▶ _TASK STATEMENT_
Can you pull out and copy every line of the records that contains the word "house"? Count only matches with the same capitalization.

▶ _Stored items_
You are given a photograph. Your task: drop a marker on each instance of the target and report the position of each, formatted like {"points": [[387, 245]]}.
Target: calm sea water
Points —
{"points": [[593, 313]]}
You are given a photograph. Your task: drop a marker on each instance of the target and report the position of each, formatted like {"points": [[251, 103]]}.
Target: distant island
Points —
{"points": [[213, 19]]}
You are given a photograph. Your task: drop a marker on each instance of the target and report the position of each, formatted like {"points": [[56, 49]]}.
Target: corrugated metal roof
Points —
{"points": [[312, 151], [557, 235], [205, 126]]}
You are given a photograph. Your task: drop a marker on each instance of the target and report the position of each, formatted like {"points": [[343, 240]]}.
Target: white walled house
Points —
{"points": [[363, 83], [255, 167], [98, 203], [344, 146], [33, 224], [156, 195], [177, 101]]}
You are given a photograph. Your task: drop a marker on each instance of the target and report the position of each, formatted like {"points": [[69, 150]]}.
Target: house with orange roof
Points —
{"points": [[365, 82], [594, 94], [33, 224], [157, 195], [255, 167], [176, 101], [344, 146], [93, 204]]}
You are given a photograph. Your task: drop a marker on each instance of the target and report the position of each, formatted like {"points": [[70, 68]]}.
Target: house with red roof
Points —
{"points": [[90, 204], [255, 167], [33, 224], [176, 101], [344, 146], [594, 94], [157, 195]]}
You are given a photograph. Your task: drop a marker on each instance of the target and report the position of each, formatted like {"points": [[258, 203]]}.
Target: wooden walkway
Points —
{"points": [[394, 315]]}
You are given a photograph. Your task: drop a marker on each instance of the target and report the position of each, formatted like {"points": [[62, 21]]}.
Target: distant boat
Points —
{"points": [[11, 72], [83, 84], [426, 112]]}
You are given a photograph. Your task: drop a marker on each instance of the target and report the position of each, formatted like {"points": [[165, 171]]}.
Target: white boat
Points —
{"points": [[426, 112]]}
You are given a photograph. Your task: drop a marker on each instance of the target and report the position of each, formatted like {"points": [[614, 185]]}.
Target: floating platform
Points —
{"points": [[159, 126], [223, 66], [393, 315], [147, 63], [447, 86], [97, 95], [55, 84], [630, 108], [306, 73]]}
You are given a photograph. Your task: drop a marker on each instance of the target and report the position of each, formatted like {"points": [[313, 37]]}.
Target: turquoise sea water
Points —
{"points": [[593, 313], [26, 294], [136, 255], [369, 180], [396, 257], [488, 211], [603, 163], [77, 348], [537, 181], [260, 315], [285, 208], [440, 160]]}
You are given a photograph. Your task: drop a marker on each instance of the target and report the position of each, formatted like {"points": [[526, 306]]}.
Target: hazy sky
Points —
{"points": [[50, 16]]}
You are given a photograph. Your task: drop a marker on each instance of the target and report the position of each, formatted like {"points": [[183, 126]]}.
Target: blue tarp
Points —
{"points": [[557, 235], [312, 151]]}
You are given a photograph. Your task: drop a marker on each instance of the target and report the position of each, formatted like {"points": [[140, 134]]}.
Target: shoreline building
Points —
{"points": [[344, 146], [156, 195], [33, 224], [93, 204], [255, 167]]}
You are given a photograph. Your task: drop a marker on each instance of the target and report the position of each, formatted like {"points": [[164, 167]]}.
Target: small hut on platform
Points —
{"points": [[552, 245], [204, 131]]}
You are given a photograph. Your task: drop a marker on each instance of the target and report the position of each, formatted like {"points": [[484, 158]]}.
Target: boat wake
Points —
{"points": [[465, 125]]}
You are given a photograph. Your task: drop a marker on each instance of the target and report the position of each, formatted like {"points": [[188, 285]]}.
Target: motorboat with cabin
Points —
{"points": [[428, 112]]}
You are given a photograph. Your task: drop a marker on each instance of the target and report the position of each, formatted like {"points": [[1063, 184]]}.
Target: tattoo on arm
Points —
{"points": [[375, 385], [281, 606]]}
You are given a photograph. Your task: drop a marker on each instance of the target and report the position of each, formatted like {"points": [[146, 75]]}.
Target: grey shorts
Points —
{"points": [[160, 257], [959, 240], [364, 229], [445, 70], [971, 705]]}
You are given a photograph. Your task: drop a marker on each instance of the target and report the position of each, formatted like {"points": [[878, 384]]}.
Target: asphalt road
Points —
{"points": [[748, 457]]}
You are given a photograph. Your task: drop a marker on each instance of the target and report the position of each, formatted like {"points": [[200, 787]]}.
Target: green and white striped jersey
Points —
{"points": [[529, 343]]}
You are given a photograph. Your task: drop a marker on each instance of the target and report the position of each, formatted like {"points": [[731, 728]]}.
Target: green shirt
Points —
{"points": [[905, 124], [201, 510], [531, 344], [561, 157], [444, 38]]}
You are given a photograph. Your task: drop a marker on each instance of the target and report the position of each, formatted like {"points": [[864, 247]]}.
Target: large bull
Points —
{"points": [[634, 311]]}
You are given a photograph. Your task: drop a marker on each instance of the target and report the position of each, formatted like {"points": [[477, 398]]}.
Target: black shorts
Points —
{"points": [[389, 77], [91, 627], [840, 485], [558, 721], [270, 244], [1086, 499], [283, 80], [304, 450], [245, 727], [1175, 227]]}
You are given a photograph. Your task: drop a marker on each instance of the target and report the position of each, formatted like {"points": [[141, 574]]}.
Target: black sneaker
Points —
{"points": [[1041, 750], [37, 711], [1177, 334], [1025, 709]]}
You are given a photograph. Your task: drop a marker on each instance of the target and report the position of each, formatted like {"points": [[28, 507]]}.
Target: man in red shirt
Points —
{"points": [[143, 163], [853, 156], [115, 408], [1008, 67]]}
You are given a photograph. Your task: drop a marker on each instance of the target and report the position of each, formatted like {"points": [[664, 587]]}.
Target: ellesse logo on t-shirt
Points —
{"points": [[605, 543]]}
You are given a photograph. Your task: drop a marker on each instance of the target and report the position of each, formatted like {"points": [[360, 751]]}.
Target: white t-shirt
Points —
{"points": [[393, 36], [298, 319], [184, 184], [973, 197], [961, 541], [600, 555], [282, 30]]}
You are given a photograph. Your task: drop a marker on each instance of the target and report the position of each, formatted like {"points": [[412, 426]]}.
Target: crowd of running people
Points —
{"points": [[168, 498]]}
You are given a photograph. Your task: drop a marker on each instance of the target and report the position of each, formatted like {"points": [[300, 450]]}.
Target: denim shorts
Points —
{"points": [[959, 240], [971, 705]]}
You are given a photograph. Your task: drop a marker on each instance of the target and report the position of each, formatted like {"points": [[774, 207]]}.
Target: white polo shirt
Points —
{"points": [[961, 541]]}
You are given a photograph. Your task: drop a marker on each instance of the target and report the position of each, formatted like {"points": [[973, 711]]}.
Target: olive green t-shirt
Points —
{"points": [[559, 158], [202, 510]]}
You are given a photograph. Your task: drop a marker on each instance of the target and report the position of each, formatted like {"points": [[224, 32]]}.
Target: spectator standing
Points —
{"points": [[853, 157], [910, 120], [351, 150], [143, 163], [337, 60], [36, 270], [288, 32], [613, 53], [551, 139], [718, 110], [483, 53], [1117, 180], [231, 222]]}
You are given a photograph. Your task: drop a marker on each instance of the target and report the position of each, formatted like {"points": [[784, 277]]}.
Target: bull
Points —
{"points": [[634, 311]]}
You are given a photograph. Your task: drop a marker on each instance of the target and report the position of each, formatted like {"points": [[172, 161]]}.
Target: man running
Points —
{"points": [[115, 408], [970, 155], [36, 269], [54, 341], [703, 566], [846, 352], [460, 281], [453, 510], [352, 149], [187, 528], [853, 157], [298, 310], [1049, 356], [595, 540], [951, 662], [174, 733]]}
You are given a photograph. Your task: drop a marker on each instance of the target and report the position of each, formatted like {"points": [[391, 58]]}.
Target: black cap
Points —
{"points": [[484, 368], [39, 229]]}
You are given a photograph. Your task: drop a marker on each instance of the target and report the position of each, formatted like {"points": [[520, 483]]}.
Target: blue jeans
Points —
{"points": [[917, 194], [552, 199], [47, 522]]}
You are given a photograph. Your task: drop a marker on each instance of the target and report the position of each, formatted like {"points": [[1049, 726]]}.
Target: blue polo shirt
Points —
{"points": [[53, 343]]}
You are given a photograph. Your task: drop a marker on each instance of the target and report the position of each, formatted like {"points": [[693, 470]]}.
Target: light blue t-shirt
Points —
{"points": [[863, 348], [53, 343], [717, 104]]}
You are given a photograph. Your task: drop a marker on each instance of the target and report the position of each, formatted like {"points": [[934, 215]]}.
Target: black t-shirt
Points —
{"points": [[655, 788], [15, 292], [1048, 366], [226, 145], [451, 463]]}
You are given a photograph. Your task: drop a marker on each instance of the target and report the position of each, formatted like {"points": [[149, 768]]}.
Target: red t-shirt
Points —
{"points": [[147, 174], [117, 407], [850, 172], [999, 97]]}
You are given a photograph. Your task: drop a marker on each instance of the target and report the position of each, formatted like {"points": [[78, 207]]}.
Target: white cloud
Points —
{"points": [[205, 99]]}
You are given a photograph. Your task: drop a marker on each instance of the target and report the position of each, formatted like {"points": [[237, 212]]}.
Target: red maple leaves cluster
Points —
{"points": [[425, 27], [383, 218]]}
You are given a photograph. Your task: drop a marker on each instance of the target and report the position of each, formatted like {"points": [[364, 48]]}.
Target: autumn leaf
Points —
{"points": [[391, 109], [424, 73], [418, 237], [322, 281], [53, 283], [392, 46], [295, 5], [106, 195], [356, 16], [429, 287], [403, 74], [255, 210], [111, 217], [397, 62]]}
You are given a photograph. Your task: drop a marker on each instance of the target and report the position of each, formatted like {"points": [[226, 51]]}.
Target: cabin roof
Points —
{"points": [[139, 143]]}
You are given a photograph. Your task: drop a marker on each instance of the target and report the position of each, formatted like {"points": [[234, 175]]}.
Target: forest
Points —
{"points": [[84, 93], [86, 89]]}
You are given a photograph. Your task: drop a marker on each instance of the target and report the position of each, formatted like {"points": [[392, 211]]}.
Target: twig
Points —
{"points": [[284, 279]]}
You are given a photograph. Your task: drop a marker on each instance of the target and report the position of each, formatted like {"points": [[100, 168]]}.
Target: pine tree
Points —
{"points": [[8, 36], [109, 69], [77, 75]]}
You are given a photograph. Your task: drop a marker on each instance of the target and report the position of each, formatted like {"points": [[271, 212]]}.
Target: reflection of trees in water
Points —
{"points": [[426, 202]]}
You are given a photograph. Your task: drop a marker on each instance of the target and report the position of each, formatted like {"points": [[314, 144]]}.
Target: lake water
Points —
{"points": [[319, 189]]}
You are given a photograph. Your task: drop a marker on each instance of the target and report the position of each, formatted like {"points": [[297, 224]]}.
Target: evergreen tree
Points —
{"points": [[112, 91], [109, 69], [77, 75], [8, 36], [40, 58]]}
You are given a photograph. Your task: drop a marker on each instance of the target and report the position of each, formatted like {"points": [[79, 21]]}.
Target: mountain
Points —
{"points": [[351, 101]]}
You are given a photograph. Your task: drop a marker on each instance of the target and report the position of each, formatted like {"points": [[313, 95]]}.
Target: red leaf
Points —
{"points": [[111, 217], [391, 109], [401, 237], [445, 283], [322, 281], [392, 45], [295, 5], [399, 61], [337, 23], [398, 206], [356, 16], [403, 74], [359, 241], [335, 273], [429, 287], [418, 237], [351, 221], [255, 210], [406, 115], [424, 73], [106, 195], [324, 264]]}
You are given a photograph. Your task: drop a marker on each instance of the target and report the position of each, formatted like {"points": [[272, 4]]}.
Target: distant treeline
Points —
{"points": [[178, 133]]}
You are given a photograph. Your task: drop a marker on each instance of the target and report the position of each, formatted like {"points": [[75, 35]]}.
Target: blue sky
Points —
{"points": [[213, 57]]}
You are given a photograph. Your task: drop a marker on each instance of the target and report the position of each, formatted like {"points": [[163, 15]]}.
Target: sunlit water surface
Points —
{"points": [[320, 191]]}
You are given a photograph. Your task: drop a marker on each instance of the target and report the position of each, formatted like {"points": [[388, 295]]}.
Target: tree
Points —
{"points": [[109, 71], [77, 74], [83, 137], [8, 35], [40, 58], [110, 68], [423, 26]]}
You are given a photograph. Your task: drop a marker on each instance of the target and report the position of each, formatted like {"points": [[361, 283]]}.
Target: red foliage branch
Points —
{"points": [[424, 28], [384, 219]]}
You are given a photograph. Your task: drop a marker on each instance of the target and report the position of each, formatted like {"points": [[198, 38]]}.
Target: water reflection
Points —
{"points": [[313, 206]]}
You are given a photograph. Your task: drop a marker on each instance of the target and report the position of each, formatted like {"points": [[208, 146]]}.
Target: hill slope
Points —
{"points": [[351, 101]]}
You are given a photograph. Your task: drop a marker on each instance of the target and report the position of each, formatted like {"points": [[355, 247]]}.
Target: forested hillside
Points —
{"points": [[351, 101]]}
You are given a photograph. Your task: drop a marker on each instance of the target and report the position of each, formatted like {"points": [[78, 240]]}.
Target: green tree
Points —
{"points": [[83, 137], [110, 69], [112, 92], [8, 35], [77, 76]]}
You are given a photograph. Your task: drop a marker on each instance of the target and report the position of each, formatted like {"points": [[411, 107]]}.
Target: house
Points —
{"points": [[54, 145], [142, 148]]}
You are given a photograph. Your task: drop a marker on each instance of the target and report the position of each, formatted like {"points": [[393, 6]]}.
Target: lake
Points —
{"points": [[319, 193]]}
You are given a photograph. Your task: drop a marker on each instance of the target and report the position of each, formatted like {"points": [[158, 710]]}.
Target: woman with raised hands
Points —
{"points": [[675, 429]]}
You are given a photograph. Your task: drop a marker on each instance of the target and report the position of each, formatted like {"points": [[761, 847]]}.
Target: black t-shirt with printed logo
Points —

▶ _TASK OUTPUT_
Target: white walled house
Target: house with orange roof
Target: house with red roof
Target: house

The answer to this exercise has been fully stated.